STATED EXERCISE: Select every line in the rows below that contains the word "plastic", and copy each one. Matching is case-sensitive.

EXTRACTED MATERIAL:
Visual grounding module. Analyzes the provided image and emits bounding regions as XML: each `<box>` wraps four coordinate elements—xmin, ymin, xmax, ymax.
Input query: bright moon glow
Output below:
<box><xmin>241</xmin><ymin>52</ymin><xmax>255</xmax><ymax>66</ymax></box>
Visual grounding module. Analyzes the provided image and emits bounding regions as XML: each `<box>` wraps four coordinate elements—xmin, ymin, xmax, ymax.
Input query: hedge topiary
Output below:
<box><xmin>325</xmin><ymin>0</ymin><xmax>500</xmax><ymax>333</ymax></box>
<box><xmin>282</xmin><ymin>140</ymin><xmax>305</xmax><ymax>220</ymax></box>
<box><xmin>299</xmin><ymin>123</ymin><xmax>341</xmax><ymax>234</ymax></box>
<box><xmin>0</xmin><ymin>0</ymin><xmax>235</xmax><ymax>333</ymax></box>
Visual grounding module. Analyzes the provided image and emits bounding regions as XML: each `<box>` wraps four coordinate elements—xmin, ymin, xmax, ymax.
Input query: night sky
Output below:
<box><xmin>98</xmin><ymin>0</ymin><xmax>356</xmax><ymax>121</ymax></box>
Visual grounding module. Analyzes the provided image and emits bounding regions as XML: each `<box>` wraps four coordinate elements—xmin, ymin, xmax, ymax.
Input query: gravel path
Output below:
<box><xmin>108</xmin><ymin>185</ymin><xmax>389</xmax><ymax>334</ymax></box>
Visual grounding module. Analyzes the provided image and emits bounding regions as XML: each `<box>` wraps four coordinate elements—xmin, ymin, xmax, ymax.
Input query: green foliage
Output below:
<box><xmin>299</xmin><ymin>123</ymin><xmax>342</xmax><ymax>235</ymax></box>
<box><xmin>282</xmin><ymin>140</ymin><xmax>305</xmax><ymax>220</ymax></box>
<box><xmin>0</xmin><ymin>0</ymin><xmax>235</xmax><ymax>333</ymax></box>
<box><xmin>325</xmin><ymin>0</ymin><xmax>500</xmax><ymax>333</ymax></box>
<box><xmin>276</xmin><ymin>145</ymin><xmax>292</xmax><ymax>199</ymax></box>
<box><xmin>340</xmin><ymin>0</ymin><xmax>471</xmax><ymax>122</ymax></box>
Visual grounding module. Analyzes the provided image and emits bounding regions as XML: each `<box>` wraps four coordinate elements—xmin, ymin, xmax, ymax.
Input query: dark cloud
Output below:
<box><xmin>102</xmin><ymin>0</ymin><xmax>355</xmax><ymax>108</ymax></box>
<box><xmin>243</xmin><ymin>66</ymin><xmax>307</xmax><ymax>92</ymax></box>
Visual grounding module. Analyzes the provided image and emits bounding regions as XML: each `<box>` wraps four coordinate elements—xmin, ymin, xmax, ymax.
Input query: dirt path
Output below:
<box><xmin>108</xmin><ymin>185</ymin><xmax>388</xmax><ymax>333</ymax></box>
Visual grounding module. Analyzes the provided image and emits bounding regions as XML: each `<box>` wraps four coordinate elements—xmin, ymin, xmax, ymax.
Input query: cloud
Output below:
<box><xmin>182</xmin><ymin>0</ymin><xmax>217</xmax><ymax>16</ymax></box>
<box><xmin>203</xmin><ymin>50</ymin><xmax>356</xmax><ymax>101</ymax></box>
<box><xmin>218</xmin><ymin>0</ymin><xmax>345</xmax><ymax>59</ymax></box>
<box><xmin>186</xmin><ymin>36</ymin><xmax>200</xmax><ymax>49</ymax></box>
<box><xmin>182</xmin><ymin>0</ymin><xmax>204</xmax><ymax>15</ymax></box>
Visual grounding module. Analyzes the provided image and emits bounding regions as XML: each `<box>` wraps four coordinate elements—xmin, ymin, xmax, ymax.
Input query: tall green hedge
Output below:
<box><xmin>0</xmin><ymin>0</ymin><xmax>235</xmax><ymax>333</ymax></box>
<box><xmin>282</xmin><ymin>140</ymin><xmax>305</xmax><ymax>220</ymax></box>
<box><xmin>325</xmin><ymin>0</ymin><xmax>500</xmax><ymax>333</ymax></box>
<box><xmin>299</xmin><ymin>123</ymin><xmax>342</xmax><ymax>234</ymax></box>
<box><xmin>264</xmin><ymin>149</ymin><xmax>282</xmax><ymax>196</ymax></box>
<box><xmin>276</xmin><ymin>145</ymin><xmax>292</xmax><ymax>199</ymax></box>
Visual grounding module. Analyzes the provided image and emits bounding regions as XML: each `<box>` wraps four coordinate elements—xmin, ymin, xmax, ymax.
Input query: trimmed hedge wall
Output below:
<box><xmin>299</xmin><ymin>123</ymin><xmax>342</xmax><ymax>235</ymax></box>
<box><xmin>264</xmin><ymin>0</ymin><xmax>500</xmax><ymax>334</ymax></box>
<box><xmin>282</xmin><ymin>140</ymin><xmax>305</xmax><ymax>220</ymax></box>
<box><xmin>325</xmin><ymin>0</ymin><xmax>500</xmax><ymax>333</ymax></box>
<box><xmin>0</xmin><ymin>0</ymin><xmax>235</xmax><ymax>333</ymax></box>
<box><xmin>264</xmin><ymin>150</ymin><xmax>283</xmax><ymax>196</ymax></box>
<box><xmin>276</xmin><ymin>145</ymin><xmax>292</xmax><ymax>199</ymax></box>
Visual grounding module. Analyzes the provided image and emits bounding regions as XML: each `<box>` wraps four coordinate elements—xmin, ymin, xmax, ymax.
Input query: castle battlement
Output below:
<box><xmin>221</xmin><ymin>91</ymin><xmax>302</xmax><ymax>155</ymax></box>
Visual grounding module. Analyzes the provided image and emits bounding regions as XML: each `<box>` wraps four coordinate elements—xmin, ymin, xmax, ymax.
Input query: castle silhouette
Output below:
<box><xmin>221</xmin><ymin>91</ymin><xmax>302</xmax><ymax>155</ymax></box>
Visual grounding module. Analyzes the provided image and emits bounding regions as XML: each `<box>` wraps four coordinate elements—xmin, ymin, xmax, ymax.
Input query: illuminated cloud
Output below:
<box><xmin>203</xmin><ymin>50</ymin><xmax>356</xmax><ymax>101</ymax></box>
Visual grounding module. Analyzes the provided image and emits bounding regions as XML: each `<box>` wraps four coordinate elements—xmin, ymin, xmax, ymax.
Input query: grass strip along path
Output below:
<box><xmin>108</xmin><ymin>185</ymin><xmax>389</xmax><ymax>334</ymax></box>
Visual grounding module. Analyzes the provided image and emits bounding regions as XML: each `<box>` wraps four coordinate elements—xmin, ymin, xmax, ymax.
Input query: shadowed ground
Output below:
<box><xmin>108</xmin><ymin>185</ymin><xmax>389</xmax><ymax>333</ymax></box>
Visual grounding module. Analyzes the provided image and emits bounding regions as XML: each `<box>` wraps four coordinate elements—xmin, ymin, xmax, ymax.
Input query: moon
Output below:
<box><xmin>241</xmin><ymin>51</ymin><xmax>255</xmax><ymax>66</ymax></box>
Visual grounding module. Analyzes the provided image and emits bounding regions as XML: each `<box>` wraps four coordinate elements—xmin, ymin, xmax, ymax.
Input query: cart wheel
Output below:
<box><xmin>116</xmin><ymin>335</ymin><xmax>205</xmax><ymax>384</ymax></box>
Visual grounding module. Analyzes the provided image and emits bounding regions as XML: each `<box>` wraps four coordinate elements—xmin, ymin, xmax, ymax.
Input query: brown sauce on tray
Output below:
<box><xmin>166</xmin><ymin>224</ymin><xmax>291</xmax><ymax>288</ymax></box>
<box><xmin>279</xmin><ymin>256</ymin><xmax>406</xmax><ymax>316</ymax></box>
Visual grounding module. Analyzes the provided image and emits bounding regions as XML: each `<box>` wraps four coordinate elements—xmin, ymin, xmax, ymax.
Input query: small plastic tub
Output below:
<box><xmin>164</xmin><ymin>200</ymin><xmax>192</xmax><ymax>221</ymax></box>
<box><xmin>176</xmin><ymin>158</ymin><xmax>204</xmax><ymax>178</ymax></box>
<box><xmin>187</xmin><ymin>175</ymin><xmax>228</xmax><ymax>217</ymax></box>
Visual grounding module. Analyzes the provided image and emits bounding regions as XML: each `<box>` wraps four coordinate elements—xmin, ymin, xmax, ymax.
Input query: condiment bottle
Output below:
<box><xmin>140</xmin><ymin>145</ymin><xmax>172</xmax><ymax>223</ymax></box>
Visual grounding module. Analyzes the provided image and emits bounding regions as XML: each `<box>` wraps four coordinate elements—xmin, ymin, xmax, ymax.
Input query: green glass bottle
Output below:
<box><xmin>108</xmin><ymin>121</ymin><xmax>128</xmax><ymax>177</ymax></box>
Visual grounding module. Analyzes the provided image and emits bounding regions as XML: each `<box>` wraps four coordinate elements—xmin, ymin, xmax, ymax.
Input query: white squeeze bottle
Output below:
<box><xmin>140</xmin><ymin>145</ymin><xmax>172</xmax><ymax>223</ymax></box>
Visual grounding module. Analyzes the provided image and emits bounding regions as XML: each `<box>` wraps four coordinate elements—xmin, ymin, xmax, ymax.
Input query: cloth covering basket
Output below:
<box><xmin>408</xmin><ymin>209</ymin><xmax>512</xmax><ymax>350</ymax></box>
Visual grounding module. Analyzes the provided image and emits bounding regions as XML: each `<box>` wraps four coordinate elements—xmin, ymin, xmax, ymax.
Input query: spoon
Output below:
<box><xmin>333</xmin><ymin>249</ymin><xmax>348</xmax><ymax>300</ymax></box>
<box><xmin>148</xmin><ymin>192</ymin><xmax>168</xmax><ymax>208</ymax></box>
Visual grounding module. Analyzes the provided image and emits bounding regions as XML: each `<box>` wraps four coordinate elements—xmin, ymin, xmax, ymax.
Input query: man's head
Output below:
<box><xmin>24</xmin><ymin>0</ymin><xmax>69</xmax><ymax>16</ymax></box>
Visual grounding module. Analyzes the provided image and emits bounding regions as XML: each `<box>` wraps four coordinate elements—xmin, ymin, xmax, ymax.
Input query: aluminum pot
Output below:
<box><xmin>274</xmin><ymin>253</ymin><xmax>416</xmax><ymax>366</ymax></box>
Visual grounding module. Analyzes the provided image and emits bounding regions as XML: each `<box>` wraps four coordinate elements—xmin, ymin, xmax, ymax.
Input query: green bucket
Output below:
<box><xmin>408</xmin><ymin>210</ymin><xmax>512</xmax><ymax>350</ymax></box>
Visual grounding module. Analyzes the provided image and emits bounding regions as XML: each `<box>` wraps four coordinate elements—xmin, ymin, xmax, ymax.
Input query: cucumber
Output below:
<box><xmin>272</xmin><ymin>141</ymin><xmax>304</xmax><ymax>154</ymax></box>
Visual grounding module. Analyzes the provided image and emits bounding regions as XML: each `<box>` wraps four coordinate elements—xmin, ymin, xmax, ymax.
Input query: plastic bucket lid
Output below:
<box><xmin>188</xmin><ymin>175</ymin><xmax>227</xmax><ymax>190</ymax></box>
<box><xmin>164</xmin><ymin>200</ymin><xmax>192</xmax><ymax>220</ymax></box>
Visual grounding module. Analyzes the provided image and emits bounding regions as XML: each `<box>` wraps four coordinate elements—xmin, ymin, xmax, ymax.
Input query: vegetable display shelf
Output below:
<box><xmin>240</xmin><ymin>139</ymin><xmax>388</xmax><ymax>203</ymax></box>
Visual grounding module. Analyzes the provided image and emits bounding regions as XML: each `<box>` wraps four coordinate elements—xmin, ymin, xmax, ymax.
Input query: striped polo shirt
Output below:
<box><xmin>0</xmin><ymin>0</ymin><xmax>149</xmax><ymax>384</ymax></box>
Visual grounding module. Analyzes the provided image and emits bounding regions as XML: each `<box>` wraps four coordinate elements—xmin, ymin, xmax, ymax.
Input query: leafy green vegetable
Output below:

EXPECTED OUTPUT:
Input query: small plastic tub
Input query: plastic bucket lid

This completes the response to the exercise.